### Exercise inputs
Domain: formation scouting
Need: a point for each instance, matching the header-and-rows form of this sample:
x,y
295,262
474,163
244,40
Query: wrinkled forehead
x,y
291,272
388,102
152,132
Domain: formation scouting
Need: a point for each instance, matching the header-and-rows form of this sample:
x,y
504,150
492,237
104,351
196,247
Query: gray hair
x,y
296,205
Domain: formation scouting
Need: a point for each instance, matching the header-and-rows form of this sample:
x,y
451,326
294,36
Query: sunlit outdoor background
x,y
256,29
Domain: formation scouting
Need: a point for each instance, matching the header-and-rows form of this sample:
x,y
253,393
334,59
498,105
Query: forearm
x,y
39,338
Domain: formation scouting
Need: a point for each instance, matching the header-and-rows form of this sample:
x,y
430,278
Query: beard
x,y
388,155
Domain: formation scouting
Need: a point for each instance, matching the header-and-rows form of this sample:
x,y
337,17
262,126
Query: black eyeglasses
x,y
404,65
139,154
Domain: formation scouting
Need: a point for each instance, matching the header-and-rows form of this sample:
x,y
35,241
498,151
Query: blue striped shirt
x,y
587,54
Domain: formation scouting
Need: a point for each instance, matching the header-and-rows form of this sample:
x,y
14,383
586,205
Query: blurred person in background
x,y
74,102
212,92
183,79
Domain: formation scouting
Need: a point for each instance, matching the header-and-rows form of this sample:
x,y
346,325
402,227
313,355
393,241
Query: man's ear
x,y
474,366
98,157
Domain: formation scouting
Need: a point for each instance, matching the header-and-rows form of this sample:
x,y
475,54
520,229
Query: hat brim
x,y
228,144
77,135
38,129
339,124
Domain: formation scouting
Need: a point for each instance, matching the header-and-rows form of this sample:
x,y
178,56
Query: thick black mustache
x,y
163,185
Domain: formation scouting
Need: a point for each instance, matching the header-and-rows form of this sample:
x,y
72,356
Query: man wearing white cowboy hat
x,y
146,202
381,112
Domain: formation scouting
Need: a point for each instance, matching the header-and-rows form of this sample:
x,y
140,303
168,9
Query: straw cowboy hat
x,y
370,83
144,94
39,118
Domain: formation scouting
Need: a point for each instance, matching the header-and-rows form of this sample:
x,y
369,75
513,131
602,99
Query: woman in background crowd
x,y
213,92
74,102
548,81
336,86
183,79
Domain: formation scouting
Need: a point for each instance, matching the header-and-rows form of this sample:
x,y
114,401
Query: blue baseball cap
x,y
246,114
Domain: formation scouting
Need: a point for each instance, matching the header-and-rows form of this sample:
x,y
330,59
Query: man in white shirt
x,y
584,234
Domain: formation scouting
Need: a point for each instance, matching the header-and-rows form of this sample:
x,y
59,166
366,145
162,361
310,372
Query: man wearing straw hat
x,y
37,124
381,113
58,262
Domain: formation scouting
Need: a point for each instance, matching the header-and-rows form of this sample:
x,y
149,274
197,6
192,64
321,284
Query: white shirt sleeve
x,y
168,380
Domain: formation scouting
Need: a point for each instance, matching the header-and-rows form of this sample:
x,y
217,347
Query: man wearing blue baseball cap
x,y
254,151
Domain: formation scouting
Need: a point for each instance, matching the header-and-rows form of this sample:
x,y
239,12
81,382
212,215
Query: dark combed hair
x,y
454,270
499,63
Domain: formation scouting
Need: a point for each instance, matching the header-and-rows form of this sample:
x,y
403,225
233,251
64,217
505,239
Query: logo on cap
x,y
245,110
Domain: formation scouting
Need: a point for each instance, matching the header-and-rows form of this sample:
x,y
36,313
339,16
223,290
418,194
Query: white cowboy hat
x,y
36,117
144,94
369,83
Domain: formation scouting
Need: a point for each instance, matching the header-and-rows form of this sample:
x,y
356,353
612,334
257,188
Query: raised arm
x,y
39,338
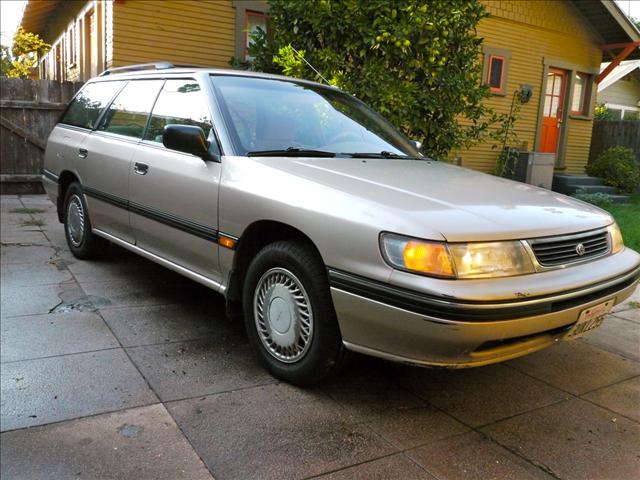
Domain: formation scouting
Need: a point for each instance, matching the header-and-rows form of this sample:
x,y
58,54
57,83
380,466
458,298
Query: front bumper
x,y
404,325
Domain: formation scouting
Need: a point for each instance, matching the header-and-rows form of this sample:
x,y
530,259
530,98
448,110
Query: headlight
x,y
421,256
495,259
456,260
616,238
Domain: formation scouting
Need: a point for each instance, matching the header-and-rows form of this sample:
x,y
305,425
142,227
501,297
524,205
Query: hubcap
x,y
75,220
283,315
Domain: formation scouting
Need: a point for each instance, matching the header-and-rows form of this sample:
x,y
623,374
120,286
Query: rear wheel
x,y
289,314
77,225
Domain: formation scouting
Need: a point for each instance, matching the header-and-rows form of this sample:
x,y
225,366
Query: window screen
x,y
181,102
128,113
496,68
253,21
89,103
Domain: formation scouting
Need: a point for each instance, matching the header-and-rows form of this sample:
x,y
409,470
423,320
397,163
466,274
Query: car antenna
x,y
310,66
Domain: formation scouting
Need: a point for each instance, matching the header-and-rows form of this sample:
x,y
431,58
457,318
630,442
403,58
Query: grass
x,y
27,211
628,218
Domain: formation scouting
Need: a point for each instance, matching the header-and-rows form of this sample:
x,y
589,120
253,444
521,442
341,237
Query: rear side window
x,y
85,108
128,113
181,102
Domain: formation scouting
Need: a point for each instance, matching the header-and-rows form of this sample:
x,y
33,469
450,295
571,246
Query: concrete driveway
x,y
119,368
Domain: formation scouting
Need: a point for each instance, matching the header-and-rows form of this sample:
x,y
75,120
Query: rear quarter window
x,y
87,105
129,111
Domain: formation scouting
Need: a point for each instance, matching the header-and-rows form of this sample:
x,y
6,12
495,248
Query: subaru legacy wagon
x,y
323,226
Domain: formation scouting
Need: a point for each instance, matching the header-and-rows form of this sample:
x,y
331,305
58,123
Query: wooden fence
x,y
29,110
614,133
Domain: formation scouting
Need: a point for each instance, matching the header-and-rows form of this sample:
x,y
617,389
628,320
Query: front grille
x,y
554,251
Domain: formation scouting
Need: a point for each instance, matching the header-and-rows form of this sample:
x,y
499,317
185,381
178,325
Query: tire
x,y
82,242
302,345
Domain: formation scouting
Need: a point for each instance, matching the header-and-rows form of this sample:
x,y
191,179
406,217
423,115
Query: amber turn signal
x,y
227,242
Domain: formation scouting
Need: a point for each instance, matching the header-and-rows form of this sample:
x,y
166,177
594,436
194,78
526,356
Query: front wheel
x,y
82,242
289,314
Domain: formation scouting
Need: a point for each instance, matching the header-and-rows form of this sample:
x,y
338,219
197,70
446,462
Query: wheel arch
x,y
255,237
67,177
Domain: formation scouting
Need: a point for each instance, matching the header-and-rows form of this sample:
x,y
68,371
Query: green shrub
x,y
617,166
418,63
599,199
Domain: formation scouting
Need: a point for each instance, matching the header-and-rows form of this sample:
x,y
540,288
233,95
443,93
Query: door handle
x,y
141,168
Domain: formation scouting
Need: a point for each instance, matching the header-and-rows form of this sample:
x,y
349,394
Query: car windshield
x,y
275,116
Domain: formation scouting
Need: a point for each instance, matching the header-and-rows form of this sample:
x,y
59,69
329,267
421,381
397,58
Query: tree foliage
x,y
27,49
5,60
416,62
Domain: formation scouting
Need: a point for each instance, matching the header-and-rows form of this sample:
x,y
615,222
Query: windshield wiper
x,y
382,154
291,152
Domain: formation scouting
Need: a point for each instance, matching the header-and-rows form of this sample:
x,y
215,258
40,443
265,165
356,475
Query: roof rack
x,y
145,66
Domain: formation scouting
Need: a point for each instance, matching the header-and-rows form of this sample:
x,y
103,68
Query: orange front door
x,y
553,109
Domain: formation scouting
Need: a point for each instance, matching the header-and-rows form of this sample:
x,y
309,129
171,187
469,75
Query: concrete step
x,y
561,180
621,199
571,189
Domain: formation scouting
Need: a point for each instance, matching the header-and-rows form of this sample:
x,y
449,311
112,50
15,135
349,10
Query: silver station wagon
x,y
323,226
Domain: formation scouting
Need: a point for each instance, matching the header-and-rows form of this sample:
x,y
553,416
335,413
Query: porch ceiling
x,y
38,13
610,22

### What to do
All that should be returned is the run of lines from the one with "Query: silver station wagon" to the last line of the material above, copied exactly.

### Solution to this task
Query: silver station wagon
x,y
323,226
Domain: formation scouting
Need: a point for each instance, matching the header-and-rows form of this sample:
x,y
553,416
335,413
Query: porch ceiling
x,y
38,13
610,22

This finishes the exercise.